| OPERAZIONI RICHIESTE |
**1.** Trascriva fedelmente il passo del testo sull'etimologia di «verità» da "Il famoso matematico, e" fino a "persino la traccia." incluso.
**2.** Secondo il testo sull'etimologia di «verità», quale radice protoindoeuropea è all'origine di ver-, e con quale significato?
**3.** Prosegua il testo sull'etimologia di «verità» a partire dall'ultima frase riportata.

───── TESTO SELEZIONATO

Il famoso matematico, e non solo,
Piergiorgio Odifreddi nel tentativo di spiegare cosa possa significare il
termine verità (lat. veritat-em, da lat.ver-um ‘vero’) cerca giustamente (in un video intitolato Che cos’è la verità) gli etimi delle parole che in alcune altre lingue,
oltre al latino, indicano la ‘verità’. Non che l’etimo debba essere considerato
la via maestra per definire l’essenza di
un “concetto” ma esso comunque può darci una valida mano in tal senso, anche se
spesso è disturbato dall’incrocio con altre radici simili, di cui magari si è
persa persino la traccia.
Il matematico teorizza su quella che a lui appare come evidenza, cioè
sul fatto che i romani consideravano verità
quella demandata al giudice che esprime la sua sentenza: il ver-detto, espressione di ascendenza latina tramite l’inglese, sarebbe
appunto il giudizio della giuria che si esprime secondo verità. Ma qui, a mio parere, c’è un grosso
fraintendimento. Il latino vere dic-ere ‘pronunciarsi (dic-ere) secondo verità (vere) si è, credo, sviluppato da un precedente verbo tautologico *ver-dic-ere che esprimeva solo l’azione del
‘dire’ in ambo i componenti, di cui il primo, ver-, si ritrova ampliato
nel lat. ver-b-u(m) ‘parola’
e, con diverso ampliamento, nel ted. Wor-t ‘parola’, ingl. wor-d
’parola’. La radice protoindoeuropea è were
‘parlare, dire’. Insomma l’originario
significato dell’espressione latina vere
dictum <*ver-dictum doveva essere semplicemente ‘pronuncia’, termine
quest’ultimo che giuridicamente vale proprio ‘sentenza, verdetto’. In greco la
parola díkē, apparentata con la radice di lat. dic-ere, aveva assunto diversi significati
giuridici come ‘processo, sentenza, verdetto, giustizia’. E’ chiaro che la confusione
è nata quando si è verificato l’incrocio col lat. ver-u(m) ‘vero, reale, autentico, sincero, ecc.’, tutto da comprendere
nel suo valore etimologico. In tedesco
si ha wahr ‘vero’, una variante della forma latina.

──────────
───── VOCI ESTRATTE

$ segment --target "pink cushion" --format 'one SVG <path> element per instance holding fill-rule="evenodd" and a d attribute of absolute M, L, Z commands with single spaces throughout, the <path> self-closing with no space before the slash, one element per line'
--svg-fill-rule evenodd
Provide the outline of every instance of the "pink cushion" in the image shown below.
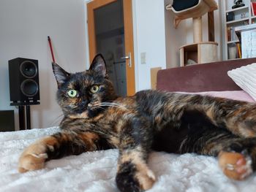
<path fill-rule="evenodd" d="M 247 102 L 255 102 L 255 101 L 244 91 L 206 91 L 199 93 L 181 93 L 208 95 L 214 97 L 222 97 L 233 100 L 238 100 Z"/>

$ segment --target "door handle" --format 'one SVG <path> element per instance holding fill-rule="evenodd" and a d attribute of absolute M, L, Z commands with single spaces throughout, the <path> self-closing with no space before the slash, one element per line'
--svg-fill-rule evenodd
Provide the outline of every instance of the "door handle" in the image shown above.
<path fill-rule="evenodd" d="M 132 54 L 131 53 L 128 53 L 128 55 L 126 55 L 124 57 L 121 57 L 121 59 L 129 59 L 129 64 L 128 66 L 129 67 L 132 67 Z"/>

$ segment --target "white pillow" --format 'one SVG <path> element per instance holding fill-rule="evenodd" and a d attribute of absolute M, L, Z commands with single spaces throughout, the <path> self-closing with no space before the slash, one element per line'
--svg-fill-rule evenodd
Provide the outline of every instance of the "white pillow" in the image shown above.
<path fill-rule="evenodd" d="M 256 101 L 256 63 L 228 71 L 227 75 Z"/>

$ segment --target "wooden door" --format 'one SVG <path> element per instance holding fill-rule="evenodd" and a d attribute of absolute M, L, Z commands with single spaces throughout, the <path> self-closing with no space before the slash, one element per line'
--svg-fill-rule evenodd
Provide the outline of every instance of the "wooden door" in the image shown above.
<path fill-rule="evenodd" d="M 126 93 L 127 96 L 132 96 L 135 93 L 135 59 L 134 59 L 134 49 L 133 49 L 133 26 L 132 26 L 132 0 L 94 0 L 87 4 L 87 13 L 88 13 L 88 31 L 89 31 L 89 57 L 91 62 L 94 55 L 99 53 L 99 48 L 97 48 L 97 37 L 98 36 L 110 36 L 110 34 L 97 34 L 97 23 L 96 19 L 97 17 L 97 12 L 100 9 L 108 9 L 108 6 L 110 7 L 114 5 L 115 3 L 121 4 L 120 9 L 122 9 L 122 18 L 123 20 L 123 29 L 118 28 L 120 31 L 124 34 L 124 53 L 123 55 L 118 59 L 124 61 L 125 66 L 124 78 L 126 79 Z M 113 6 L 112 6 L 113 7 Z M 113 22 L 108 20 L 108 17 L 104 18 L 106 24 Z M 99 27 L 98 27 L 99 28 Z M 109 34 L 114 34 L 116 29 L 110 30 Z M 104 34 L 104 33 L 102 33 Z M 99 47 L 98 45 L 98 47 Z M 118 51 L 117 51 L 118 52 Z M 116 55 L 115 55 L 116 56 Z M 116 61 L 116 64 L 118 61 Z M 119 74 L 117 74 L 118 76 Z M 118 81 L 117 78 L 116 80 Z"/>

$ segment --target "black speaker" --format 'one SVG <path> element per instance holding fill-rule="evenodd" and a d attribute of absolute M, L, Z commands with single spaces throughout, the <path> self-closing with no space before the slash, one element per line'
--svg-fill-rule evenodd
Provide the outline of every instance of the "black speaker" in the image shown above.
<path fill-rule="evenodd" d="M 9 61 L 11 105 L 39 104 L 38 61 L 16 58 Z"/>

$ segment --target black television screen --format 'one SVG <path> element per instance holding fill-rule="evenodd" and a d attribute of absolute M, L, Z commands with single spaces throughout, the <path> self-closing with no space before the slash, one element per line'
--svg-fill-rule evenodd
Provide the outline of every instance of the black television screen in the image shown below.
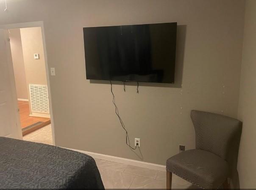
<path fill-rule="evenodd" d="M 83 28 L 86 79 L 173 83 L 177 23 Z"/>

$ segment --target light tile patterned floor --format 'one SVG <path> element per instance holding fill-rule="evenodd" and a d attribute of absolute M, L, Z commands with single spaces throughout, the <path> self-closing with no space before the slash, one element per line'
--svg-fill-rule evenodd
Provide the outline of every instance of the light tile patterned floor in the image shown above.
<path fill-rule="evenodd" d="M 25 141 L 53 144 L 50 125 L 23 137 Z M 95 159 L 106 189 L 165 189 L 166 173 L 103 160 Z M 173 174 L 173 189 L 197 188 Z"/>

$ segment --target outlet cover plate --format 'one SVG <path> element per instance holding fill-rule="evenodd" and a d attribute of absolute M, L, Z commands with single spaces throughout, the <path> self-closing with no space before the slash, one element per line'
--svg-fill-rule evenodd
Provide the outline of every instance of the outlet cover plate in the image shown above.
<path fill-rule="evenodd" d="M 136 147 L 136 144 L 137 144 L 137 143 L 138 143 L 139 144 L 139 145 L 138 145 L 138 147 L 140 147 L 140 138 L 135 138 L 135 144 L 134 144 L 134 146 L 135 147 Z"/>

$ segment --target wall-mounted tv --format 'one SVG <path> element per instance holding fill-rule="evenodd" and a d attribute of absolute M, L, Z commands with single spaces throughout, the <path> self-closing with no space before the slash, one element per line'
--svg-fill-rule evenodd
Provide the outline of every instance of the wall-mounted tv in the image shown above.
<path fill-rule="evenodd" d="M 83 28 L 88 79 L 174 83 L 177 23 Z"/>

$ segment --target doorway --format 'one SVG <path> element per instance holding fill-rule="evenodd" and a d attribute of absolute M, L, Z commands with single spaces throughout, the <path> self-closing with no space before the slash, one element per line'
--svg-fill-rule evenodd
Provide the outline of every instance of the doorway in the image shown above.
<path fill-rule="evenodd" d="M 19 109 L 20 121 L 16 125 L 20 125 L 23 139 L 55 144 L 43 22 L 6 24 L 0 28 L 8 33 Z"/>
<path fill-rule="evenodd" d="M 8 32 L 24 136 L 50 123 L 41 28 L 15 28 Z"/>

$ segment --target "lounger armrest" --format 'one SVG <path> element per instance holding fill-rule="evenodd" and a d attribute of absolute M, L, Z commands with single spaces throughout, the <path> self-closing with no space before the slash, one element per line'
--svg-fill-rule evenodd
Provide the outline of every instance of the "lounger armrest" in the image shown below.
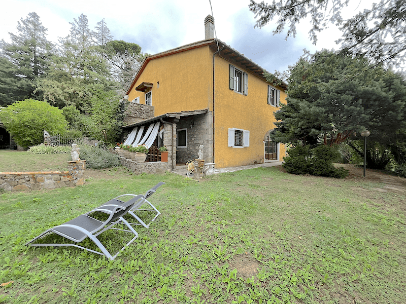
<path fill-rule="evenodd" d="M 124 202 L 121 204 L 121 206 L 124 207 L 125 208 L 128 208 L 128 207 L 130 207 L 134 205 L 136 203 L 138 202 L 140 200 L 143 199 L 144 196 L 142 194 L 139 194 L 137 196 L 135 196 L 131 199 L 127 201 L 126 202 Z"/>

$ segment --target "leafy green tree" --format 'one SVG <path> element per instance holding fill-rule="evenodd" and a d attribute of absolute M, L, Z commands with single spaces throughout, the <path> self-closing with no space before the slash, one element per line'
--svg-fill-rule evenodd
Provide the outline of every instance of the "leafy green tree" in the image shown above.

──────────

| RISPOSTE FORNITE |
**1.**
Il famoso matematico, e non solo,
Piergiorgio Odifreddi nel tentativo di spiegare cosa possa significare il
termine verità (lat. veritat-em, da lat.ver-um ‘vero’) cerca giustamente (in un video intitolato Che cos’è la verità) gli etimi delle parole che in alcune altre lingue,
oltre al latino, indicano la ‘verità’. Non che l’etimo debba essere considerato
la via maestra per definire l’essenza di
un “concetto” ma esso comunque può darci una valida mano in tal senso, anche se
spesso è disturbato dall’incrocio con altre radici simili, di cui magari si è
persa persino la traccia.

**2.** La radice protoindoeuropea è were, con il significato di «parlare, dire».

**3.**
I più accostano la radice ver- al termine dell’a. slavo vera
‘fede’ da cui il significato di ‘cosa meritevole di essere creduta’, una cosa a
cui insomma va tutta la nostra
fiducia. Ma questa definizione mi sembra
un tantino artificiosa e pertanto preferisco l’altra di chi chiama in causa
l’island. vera ‘esistenza’, svedese vara ‘esistenza’ e intende
l’aggettivo latino come ‘rispondente alla realtà’. Sarebbe dunque “vero” quello che ha le
caratteristiche di cose veramente esistenti.
Infatti anche l’aggettivo it. reale (proveniente da lat. rem ‘cosa’)
ha il significato regionale (toscano) di ‘schietto, franco’, valori questi, che
sono assunti sovente dall’it. vero. Anche nel mio dialetto di Aielli
l’aggettivo riàlë, riferito a persona, valeva
‘schietto, sincero, leale veritiero’. Allora, a pensarci bene, anche il
concetto di “fede”, espresso dall’ a. slavo vera
‘fede’, può rientrare in quello di
“lealtà”: la lealtà e la fede sono le qualità di chi rimane saldamente legato
a qualcuno o qualcosa, rivelando la solidità propria della realtà delle cose.
Anche l’ingl. true ‘vero’ e talora ‘fedele’ fa capo ad una radice indoeuropea
*deru ‘essere fermo, solido’ presente
anche nel lat. dur-u(m) ‘duro’ e
naturalmente nel ted. treu ‘fedele, sicuro, preciso’. Il
concetto di “fedeltà” e di “verità” si incontrano in quello di “stabilità,
costanza”.
Concluderei quindi asserendo che il concetto
di “verità”, che per noi ha assunto un’aura astratta proprio perché manca di un
sicuro aggancio, nella coscienza del parlante, a qualcosa di concreto, quasi certamente invece era sinonimo di realtà.
A me pare anche che il lat. veri-fic-are ‘provare come vero’ in
realtà significasse all’origine tautologicamente solo ‘provare, produrre,
sperimentare’ dovendo il primo membro veri- essere ricondotto alla radice
che significa ‘esistere’ e, con valore causativo, ’far esistere’. L’it. verificarsi, poi, non significa
propriamente un ‘farsi vero’ ma semmai un ‘farsi, esistere, venire alla luce,
accadere, succedere’.
Il
matematico Odifreddi analizza anche la parola greca alḗtheia ‘verità’ dandone
una lettura piuttosto singolare come ‘qualcosa che non si dimentica’[1]
e associandola, a suo dire, alla verità
matematica immutabile, non a quella scientifica che sarebbe di un gradino
inferiore all’altra. E questo è vero, cioè il fatto che la scienza non è così
credibile come la matematica. La scienza
è sempre una conoscenza superiore a quella della gente comune, ma comunque ormai abbiamo
capito, dopo Einstein, che le sue
“leggi” non durano per sempre.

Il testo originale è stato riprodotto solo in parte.